+++ EXTRACTED ENTRIES

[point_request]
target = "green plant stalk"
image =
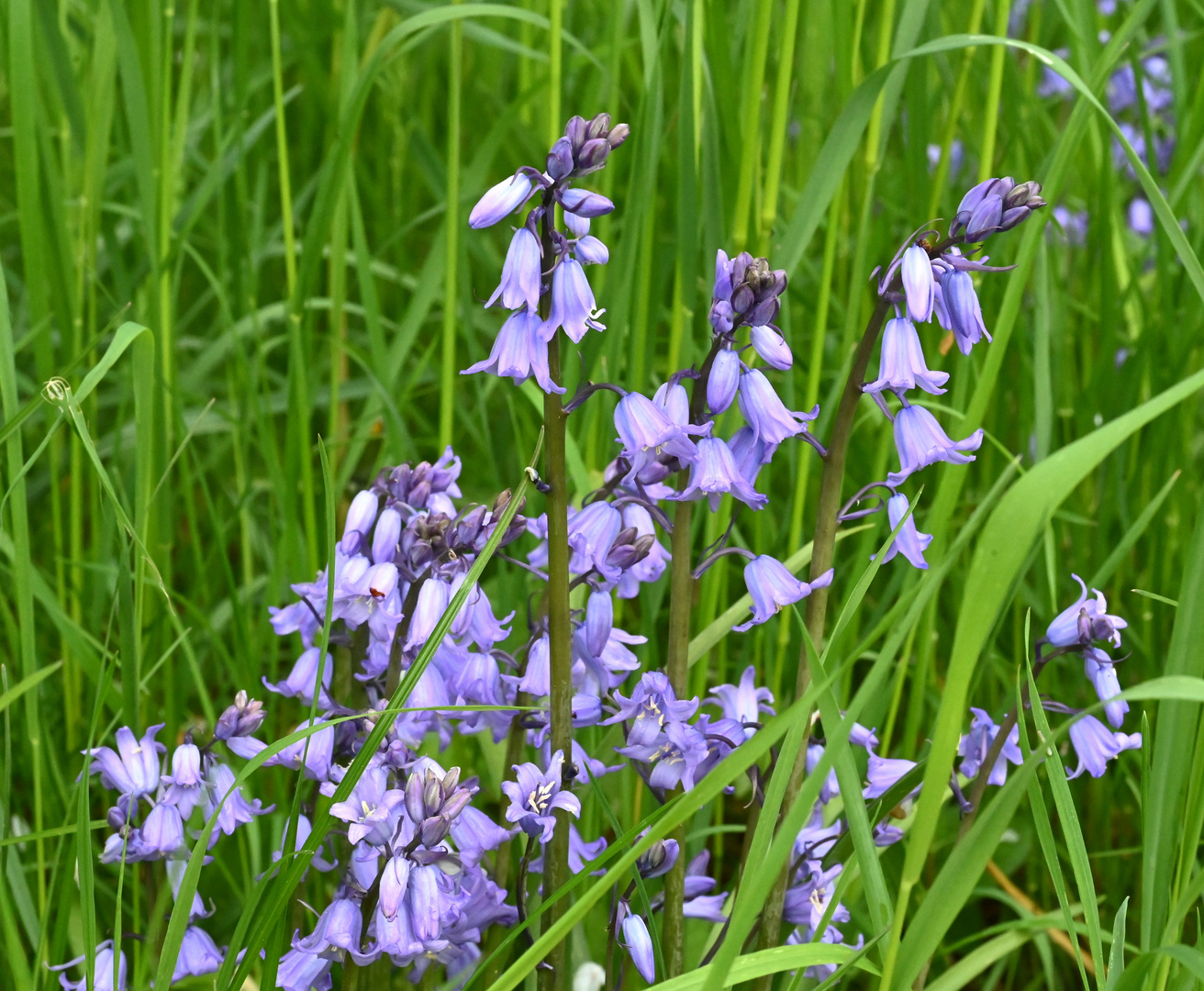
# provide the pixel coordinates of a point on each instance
(559, 623)
(452, 245)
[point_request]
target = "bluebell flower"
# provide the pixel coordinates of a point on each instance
(921, 442)
(714, 473)
(103, 972)
(199, 955)
(301, 679)
(500, 201)
(652, 705)
(883, 774)
(1100, 670)
(536, 795)
(519, 351)
(521, 273)
(764, 412)
(964, 309)
(918, 284)
(1096, 744)
(724, 381)
(909, 540)
(772, 347)
(134, 768)
(744, 702)
(902, 363)
(639, 944)
(978, 742)
(1085, 621)
(772, 586)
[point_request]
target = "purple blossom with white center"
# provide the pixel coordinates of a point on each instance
(132, 768)
(883, 774)
(652, 705)
(521, 273)
(744, 702)
(536, 795)
(766, 413)
(921, 442)
(964, 311)
(902, 363)
(772, 347)
(918, 284)
(976, 744)
(772, 588)
(909, 542)
(714, 473)
(1084, 621)
(572, 304)
(101, 974)
(1100, 670)
(500, 201)
(1096, 744)
(724, 380)
(301, 679)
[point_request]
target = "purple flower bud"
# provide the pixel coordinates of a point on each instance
(519, 351)
(520, 273)
(902, 365)
(572, 304)
(921, 442)
(918, 284)
(764, 412)
(772, 348)
(772, 586)
(500, 201)
(909, 540)
(1096, 744)
(560, 159)
(583, 203)
(724, 381)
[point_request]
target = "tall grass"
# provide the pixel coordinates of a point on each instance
(231, 228)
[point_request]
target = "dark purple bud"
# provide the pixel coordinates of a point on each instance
(619, 134)
(575, 131)
(560, 159)
(600, 126)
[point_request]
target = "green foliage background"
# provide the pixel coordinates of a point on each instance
(293, 235)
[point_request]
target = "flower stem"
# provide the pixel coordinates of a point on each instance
(559, 627)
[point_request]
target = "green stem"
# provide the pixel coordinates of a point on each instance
(559, 627)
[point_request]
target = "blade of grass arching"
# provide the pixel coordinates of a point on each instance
(1164, 826)
(1133, 533)
(285, 880)
(22, 573)
(1044, 826)
(1003, 548)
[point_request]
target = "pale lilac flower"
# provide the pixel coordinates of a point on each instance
(772, 347)
(1096, 744)
(1102, 671)
(764, 412)
(1085, 621)
(921, 442)
(521, 273)
(134, 768)
(536, 795)
(103, 974)
(714, 473)
(978, 742)
(519, 351)
(902, 363)
(500, 201)
(918, 284)
(909, 540)
(964, 311)
(773, 588)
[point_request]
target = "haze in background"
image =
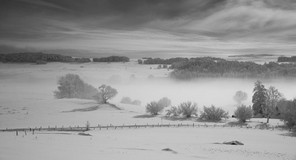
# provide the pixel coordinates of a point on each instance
(137, 28)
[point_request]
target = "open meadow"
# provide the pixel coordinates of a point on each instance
(27, 101)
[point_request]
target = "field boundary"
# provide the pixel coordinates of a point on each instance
(114, 127)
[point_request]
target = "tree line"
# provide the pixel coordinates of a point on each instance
(217, 67)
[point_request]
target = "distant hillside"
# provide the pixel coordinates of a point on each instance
(287, 59)
(38, 57)
(162, 61)
(216, 67)
(112, 59)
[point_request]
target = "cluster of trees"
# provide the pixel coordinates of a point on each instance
(155, 107)
(287, 59)
(39, 58)
(112, 59)
(72, 86)
(162, 61)
(186, 110)
(216, 67)
(270, 103)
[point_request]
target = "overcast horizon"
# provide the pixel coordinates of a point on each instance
(159, 28)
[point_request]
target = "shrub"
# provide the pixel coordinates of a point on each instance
(136, 102)
(154, 108)
(126, 100)
(243, 113)
(187, 109)
(173, 112)
(71, 86)
(240, 96)
(164, 102)
(287, 109)
(105, 93)
(213, 114)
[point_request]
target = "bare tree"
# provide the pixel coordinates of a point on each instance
(105, 93)
(272, 99)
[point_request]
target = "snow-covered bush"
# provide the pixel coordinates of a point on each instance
(213, 114)
(187, 109)
(243, 113)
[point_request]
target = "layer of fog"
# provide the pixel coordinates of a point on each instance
(24, 82)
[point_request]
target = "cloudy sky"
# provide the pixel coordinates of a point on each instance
(150, 27)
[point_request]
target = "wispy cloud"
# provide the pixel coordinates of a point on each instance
(169, 27)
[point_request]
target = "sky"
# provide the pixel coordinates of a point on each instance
(154, 28)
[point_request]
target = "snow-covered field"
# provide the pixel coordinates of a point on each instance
(26, 100)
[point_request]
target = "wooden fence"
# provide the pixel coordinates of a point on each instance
(114, 127)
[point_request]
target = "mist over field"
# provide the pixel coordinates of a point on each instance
(87, 79)
(23, 82)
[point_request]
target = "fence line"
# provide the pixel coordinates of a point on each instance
(114, 127)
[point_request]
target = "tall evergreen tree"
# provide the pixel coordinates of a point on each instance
(259, 98)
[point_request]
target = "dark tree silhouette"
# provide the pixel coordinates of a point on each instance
(259, 98)
(106, 93)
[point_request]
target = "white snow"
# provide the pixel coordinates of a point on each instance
(26, 100)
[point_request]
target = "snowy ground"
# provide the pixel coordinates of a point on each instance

++++++

EXERCISE DIRECTIONS: Give the stretch from the start of the listing through the line that contains "(1003, 548)" as a JSON list of strings, one string per line, with blank lines and the pictures left out.

RESULT OF THE EXERCISE:
[
  "[point_request]",
  "target = \"green plant stalk\"",
  "image =",
  "# provide the pixel coordinates of a point on each instance",
  "(559, 623)",
  "(452, 245)",
  "[point_request]",
  "target = \"bluebell flower\"",
  "# provide the pixel coordinates of a point on each instance",
  "(921, 442)",
  "(714, 473)",
  "(103, 972)",
  "(199, 955)",
  "(301, 679)",
  "(500, 201)",
  "(652, 705)",
  "(883, 774)",
  "(1100, 670)",
  "(536, 795)",
  "(519, 351)",
  "(521, 273)",
  "(764, 412)",
  "(964, 309)",
  "(918, 284)",
  "(1096, 744)",
  "(724, 381)",
  "(909, 540)",
  "(772, 347)",
  "(134, 768)",
  "(744, 702)",
  "(902, 363)",
  "(639, 944)",
  "(978, 742)",
  "(1085, 621)",
  "(772, 586)",
  "[point_request]",
  "target = \"purple blossom with white center\"",
  "# provide the pixel coordinates of a point on each instance",
  "(132, 768)",
  "(883, 774)",
  "(652, 705)",
  "(521, 273)",
  "(744, 702)",
  "(536, 795)",
  "(766, 413)",
  "(921, 442)",
  "(964, 311)",
  "(902, 363)",
  "(772, 347)",
  "(918, 284)",
  "(976, 744)",
  "(772, 588)",
  "(909, 542)",
  "(714, 473)",
  "(1084, 621)",
  "(572, 304)",
  "(101, 974)",
  "(1100, 670)",
  "(500, 201)",
  "(1096, 744)",
  "(724, 380)",
  "(301, 679)",
  "[point_request]",
  "target = \"purple flower bud\"",
  "# provide the pixel coordinates of a point on each instance",
  "(519, 351)",
  "(520, 273)",
  "(902, 365)",
  "(572, 304)",
  "(921, 442)",
  "(918, 284)",
  "(764, 412)",
  "(772, 348)",
  "(772, 586)",
  "(500, 201)",
  "(909, 540)",
  "(1096, 744)",
  "(560, 159)",
  "(583, 203)",
  "(724, 381)",
  "[point_request]",
  "target = \"tall grass\"",
  "# provide the pixel coordinates of a point on each instance",
  "(231, 228)",
  "[point_request]",
  "target = \"dark purple bud\"",
  "# provide the pixel coordinates of a point on each instance",
  "(619, 134)",
  "(575, 131)",
  "(560, 159)",
  "(600, 126)",
  "[point_request]",
  "target = \"green foliage background\"",
  "# provide the pixel coordinates of a point on each instance",
  "(293, 235)",
  "[point_request]",
  "target = \"flower stem\"",
  "# provide the pixel coordinates of a point on each instance",
  "(559, 627)",
  "[point_request]",
  "target = \"green stem\"",
  "# provide the pixel coordinates of a point on each instance",
  "(559, 627)",
  "[point_request]",
  "target = \"blade of grass arching\"",
  "# provide the pixel coordinates of a point on each instance",
  "(1164, 826)",
  "(1133, 533)",
  "(285, 880)",
  "(22, 573)",
  "(1044, 826)",
  "(1003, 548)"
]